Directive » Work through the whole listing below and give every resulting line as one numbered list, with no blank lines.

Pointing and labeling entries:
────
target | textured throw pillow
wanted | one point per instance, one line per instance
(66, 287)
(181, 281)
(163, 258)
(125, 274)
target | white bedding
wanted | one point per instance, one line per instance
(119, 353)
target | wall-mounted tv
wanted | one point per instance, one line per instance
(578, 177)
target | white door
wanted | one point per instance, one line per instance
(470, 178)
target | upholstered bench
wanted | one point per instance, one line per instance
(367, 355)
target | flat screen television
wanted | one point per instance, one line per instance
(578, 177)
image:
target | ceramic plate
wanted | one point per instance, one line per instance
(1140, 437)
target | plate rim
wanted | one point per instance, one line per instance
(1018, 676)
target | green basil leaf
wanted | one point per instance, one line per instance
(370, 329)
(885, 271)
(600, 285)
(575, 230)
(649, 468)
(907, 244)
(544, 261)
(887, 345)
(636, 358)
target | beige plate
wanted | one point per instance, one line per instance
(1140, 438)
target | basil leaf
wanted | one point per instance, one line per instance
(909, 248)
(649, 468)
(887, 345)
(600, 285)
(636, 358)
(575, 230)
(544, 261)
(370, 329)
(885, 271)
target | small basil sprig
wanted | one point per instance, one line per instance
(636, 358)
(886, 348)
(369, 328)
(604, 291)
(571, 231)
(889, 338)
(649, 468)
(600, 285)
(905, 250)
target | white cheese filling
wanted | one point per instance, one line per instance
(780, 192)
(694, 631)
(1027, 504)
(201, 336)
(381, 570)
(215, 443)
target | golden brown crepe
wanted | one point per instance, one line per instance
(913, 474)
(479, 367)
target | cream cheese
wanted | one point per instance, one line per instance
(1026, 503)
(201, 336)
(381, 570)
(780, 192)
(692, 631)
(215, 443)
────
Solution to this problem »
1. target | textured throw pillow
2. wanted | one point per instance, one line per instance
3. (66, 287)
4. (181, 281)
5. (163, 258)
6. (125, 274)
7. target | white bedding
8. wanted | one point per instance, one line per instance
9. (119, 353)
10. target | wall-mounted tv
11. wanted | one point per instance, one line per instance
12. (578, 177)
13. target | white door
14. wanted | one point per instance, one line per instance
15. (470, 178)
16. target | upholstered bench
17. wanted | one point per instance, one line per instance
18. (367, 355)
19. target | flat screen television
20. wanted | one point per instance, one line per instance
21. (578, 177)
22. image:
23. target | ceramic plate
24. wanted | one point per instance, one line per instance
25. (1140, 437)
26. target | plate rim
27. wanted | one point per instance, one line per instance
28. (1018, 676)
29. target | green basil leaf
30. wanted | one point per instance, one line per instance
31. (370, 329)
32. (885, 271)
33. (600, 285)
34. (575, 230)
35. (649, 468)
36. (907, 244)
37. (544, 261)
38. (887, 345)
39. (636, 358)
40. target | beige plate
41. wanted | one point per instance, one line per instance
42. (1140, 438)
43. target | basil leaf
44. wanted | one point per instance, one line per instance
45. (909, 248)
46. (649, 468)
47. (887, 345)
48. (600, 285)
49. (636, 358)
50. (575, 230)
51. (544, 261)
52. (370, 329)
53. (885, 271)
54. target | small basil sprig
55. wanted | one point per instance, one line per instance
56. (636, 358)
57. (886, 348)
58. (369, 328)
59. (604, 291)
60. (571, 231)
61. (889, 338)
62. (649, 468)
63. (600, 285)
64. (905, 250)
65. target | white cheese filling
66. wanted | one point per instance, one line per instance
67. (780, 192)
68. (694, 631)
69. (1027, 504)
70. (201, 336)
71. (381, 570)
72. (215, 443)
73. target | golden brown crepe
74. wanted | one point per instance, one line per instance
75. (913, 474)
76. (479, 367)
77. target | cream cheese
78. wanted | one point per instance, one line per instance
79. (1026, 503)
80. (201, 336)
81. (381, 570)
82. (780, 192)
83. (692, 631)
84. (215, 443)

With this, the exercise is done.